What to work on >>
- A) Can you reproduce word for word the passage on recording-server sizing, starting at "The first wall" and ending at "compete with itself."?
- B) How would the piece on recording-server sizing go on? Extend it from its final sentence.

Passage provided >>

Recording-server sizing: a throughput question, not a count

The first wall most systems hit is the recording server — the computer running the part of the VMS that pulls in camera streams and writes them to disk. The common question is "how many cameras can one server handle?" and the common answer — a round number like fifty or a hundred — is misleading, because the real limit is sustained throughput, not camera count.

Start with the rule of thumb, because it is genuinely useful at the small end. Milestone, one of the largest VMS makers, documents that smaller systems of up to 50–100 cameras can run on a single server with every software component sharing one machine. Past roughly a hundred cameras, the guidance is to move components onto dedicated servers. That threshold is not a law of physics; it is the point where one machine's combined recording, database, and streaming load starts to compete with itself.

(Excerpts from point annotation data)
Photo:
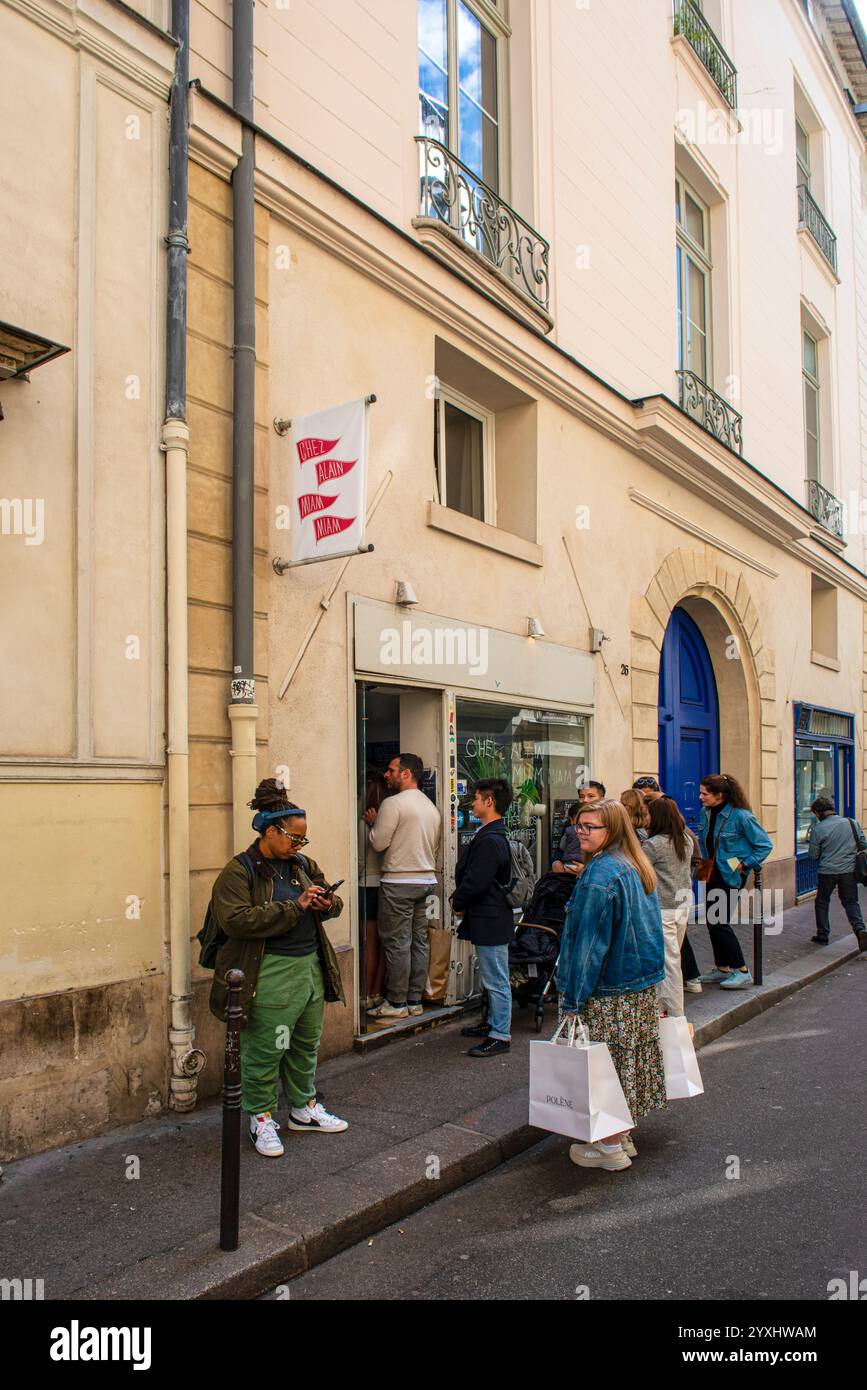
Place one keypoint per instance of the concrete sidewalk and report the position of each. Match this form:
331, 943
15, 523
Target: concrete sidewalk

==

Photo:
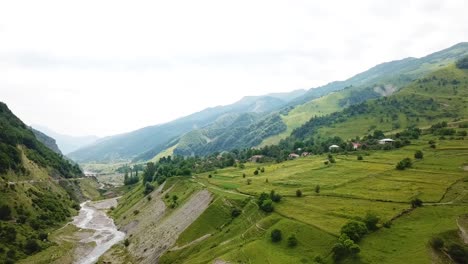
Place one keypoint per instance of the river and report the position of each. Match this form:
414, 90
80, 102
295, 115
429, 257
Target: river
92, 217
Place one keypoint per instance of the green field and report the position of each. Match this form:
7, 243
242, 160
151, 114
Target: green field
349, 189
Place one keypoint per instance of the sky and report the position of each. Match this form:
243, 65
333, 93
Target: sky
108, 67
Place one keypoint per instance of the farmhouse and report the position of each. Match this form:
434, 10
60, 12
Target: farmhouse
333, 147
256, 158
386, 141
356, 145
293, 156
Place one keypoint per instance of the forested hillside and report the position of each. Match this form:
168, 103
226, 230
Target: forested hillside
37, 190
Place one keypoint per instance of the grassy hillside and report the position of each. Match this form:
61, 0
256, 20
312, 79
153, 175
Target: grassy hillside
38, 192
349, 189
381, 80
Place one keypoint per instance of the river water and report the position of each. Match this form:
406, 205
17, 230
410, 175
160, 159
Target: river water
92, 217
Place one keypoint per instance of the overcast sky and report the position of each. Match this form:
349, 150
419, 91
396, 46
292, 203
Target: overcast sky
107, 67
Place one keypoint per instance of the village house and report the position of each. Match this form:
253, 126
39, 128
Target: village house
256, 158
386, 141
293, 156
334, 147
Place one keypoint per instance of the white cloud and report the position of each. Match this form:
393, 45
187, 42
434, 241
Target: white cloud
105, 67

* * *

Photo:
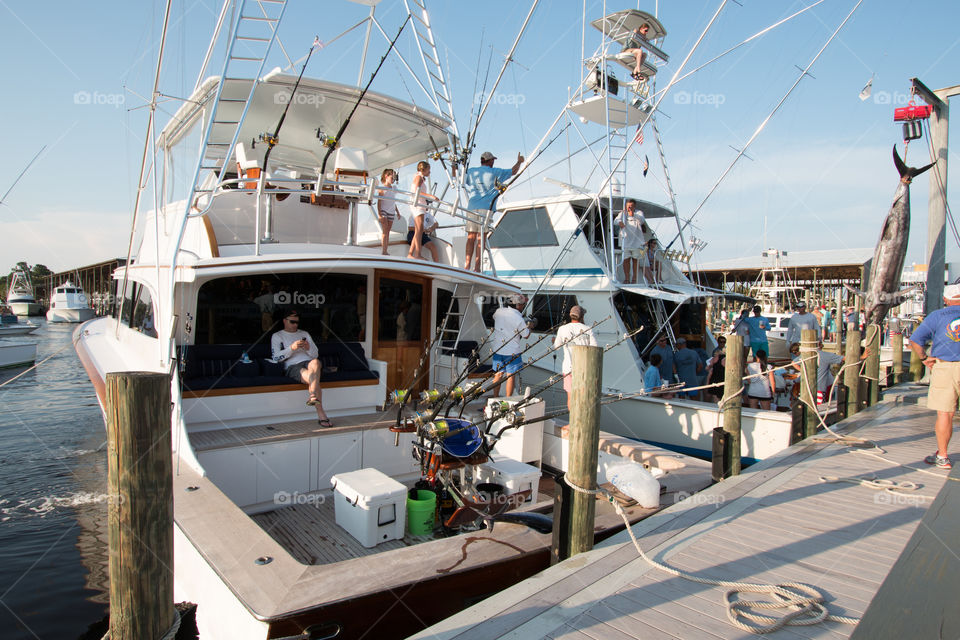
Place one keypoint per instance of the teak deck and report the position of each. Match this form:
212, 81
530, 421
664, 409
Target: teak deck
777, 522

Outputs in order >>
- A)
The first wall most systems hit is the recording server — the computer running the part of the VMS that pulls in camera streams and writes them to disk. The common question is "how many cameras can one server handle?" and the common answer — a round number like fifty or a hundred — is misleading, because the real limit is sustained throughput, not camera count.

Start with the rule of thumb, because it is genuinely useful at the small end. Milestone, one of the largest VMS makers, documents that smaller systems of up to 50–100 cameras can run on a single server with every software component sharing one machine. Past roughly a hundred cameras, the guidance is to move components onto dedicated servers. That threshold is not a law of physics; it is the point where one machine's combined recording, database, and streaming load starts to compete with itself.

- B)
Now the throughput reality that the camera count hides. The same vendor documents a single recording server sustaining at least 3.1 gigabits per second of recording — enough to record 700 cameras at 1080p and 4.4 Mbps each. That is far more than "a hundred," and the reason is that a recording server doing pure recording is not decoding the video; it is receiving compressed streams and writing them to disk. The binding constraint is how fast the network card can receive and the disks can absorb, not how many camera names are in a list. Two thousand cameras' worth of a month of video can sit behind a single well-provisioned server, depending on resolution, frame rate, and compression.

This is why serious deployments split the software into roles. One management server holds the configuration, the user accounts, and the rules — it is the brain, and it carries almost no video. Several recording servers each take a slice of the cameras and do the heavy lifting of ingest and storage. This division is what lets a single VMS scale to 100,000 cameras or more, as Milestone's enterprise deployments show, without any single machine being asked to do everything. The management server is light; you add recording servers as the camera count grows.

VMS scaling ladder: one all-in-one server, then management plus distributed recording servers, then an N+1 failover recorder. Figure 2. A VMS scales in stages: one server for a small site, then a light management server plus several recording servers each taking a slice of cameras, then a standby (failover) recorder added for redundancy.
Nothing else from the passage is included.